__CHALLENGE__
Copy the listing below, replacing "rear side window" with "back side window" and changing nothing else.

__Stored items__

_ _ _ _ _

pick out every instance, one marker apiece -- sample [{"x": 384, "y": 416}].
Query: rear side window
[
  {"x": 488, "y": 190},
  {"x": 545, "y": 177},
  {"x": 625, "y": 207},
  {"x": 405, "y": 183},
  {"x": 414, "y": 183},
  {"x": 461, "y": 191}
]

_ _ _ _ _

__ANSWER__
pick out every instance, one marker apiece -- sample [{"x": 384, "y": 416}].
Query: back side window
[
  {"x": 488, "y": 190},
  {"x": 545, "y": 177},
  {"x": 625, "y": 207},
  {"x": 405, "y": 183},
  {"x": 414, "y": 183},
  {"x": 461, "y": 191}
]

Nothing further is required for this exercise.